YOUR GOAL - Reproduce the material below word for word, leaving out the pictures.

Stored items
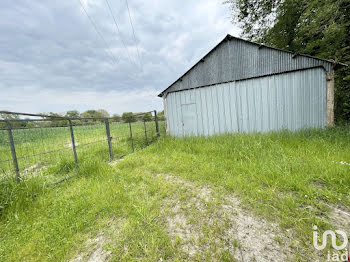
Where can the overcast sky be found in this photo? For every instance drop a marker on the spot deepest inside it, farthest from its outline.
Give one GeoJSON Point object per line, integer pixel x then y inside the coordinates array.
{"type": "Point", "coordinates": [52, 59]}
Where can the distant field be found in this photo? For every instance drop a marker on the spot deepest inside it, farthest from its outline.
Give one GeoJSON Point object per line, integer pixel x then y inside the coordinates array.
{"type": "Point", "coordinates": [45, 145]}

EXERCISE RESULT -
Where can the overcast sky be found in this photo? For every instance drop a marker on the spot deepest inside it, farthest from its outline.
Give one GeoJSON Point object per line, integer pixel x then y inside the coordinates array.
{"type": "Point", "coordinates": [52, 59]}
Where can the distant field be found in this photo? For every instance drop a marker on the spot deepest inside it, farthest from its outline.
Give one GeoJSON Point object per line, integer pixel x then y inside the coordinates array.
{"type": "Point", "coordinates": [45, 145]}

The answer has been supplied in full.